Source text section start

Yesterday I went to the Oregon State Archives in Salem to gather some additional information about Esther Clayson Pohl Lovejoy's extended family on the Clayson side and the Pohl side. I came away with more great information to weave into the biography.
While there I also wanted to check for additional information on Helena J. Price, another of the five women in the first Portland women's medical society 1891-1892 that I'm profiling on this and my Oregon Women's History blog.
Price is listed in the 1880 census as a 24 year old teacher in Portland, Oregon married to William R. Price, born about 1856 in Washington Territory. She attended the Woman's Medical College of Pennsylvania, graduated in 1886, and served a residency at the Blockley charity hospital in Philadelphia. She came to Portland around 1889; her application for membership in the Oregon State Medical Society was accepted that July. She's listed in the Portland City Directory as a practicing physician from 1890 through the 1899-1900 edition.
From later notes made by her colleague Mae Cardwell (part of the Lucy Davis Phillips Collection at the Historical Collections & Archives at Oregon Health and Science University in Portland) that Olof Larsell consulted for his 1947 book The Doctor in Oregon we learn that Price specialized in diseases of the skin (p 417). But these notes also suggest that Price died in 1892 and that her death was the cause of the "disintegration" of the Portland women's medical society
But evidence from the Portland City Directory places Price in Portland through the end of the 1890s. Did Cardwell mean Lydia Hunt King, who died in 1900? Perhaps Florence King, (to be profiled here soon) another of the five women in the first Portland medical society who died in 1895?

Source text section end
Study material section start

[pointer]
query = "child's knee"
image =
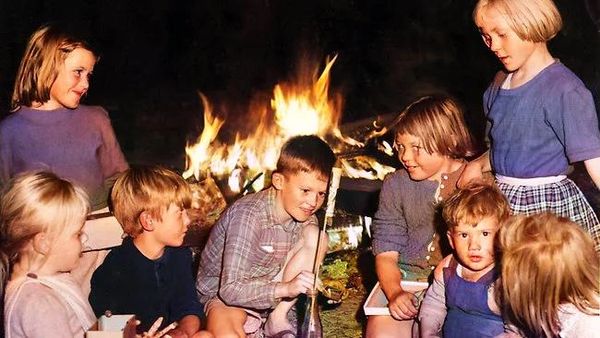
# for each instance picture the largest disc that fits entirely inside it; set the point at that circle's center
(311, 235)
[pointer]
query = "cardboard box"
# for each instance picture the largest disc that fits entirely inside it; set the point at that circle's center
(377, 303)
(110, 327)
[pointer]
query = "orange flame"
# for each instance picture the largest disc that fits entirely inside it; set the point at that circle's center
(301, 108)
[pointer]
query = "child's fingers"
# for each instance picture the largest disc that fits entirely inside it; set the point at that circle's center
(154, 327)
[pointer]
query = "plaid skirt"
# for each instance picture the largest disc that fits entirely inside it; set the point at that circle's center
(562, 198)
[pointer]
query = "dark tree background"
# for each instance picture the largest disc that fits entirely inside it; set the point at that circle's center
(156, 55)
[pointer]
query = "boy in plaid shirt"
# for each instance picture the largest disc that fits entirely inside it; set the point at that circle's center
(260, 253)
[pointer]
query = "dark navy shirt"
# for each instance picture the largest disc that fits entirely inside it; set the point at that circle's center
(130, 283)
(541, 126)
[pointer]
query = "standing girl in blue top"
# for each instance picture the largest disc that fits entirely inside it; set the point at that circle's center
(432, 142)
(541, 116)
(48, 129)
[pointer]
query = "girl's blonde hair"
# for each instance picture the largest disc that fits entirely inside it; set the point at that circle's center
(439, 123)
(546, 261)
(149, 189)
(33, 203)
(46, 51)
(531, 20)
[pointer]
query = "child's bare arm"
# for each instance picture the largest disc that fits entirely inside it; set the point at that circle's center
(433, 308)
(188, 325)
(593, 169)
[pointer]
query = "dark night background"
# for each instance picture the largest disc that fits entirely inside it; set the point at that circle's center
(156, 55)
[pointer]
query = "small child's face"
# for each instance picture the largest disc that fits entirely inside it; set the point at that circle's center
(419, 164)
(72, 81)
(499, 37)
(171, 230)
(474, 245)
(66, 249)
(299, 195)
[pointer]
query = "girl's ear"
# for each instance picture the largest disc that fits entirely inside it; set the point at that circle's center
(277, 180)
(41, 243)
(146, 221)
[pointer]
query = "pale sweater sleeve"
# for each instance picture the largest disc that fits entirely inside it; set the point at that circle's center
(432, 313)
(38, 312)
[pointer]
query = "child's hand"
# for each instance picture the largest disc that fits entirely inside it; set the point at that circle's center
(303, 282)
(130, 328)
(403, 306)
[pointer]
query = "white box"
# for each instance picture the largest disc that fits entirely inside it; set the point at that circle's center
(377, 303)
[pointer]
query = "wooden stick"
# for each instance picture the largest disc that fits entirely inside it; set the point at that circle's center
(334, 184)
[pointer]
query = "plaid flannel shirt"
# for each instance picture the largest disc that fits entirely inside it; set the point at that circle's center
(246, 249)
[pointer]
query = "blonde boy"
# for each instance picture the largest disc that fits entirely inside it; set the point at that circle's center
(259, 255)
(460, 303)
(149, 275)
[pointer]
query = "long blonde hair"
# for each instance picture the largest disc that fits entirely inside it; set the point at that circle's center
(531, 20)
(46, 51)
(439, 122)
(546, 261)
(33, 203)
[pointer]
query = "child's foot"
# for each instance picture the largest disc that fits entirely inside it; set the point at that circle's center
(278, 328)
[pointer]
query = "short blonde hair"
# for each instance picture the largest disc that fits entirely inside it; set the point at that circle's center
(474, 203)
(147, 189)
(306, 153)
(546, 261)
(531, 20)
(439, 123)
(46, 51)
(33, 203)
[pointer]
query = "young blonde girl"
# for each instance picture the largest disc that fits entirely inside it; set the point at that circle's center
(41, 217)
(432, 142)
(550, 273)
(48, 129)
(541, 116)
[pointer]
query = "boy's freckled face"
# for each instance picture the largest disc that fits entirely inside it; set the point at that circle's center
(72, 81)
(301, 194)
(172, 228)
(474, 245)
(419, 164)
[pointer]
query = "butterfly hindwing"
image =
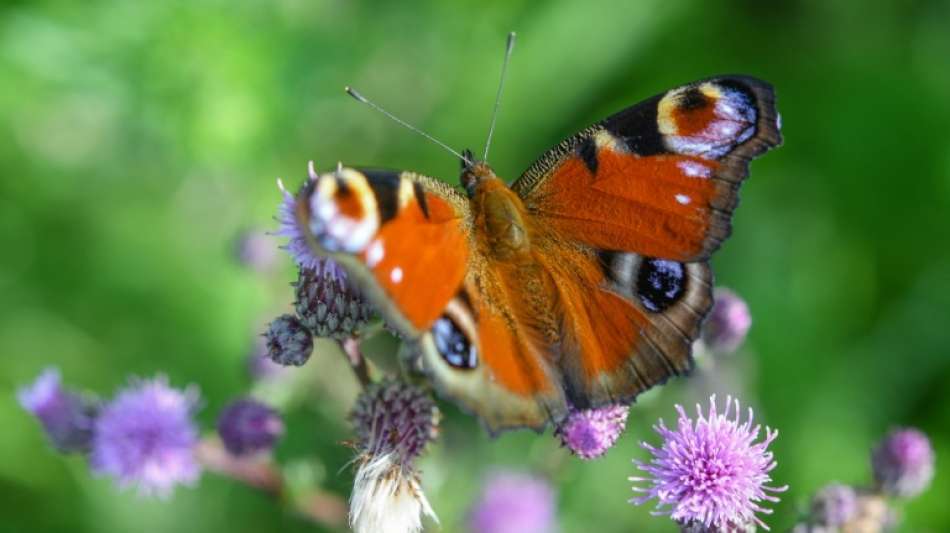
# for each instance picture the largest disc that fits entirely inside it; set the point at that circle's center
(583, 284)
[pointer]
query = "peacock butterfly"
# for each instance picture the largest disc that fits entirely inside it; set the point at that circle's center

Study material section end

§ Required action 1: Output the portion of the blog post between "Yesterday I went" and "into the biography.", inclusive, reproducing it word for word.
§ Required action 2: Restate the paragraph of the blog post beginning "Price is listed in the 1880 census" as a short bulleted list that keeps its main facts.

§ Exercise result 1:
Yesterday I went to the Oregon State Archives in Salem to gather some additional information about Esther Clayson Pohl Lovejoy's extended family on the Clayson side and the Pohl side. I came away with more great information to weave into the biography.

§ Exercise result 2:
- 1880 census: listed as a 24-year-old teacher in Portland, Oregon, married to William R. Price; born about 1856 in Washington Territory.
- Graduated from the Woman's Medical College of Pennsylvania in 1886.
- Served a residency at the Blockley charity hospital in Philadelphia.
- Came to Portland around 1889; accepted into the Oregon State Medical Society that July.
- Listed as a practicing physician in the Portland City Directory from 1890 through the 1899-1900 edition.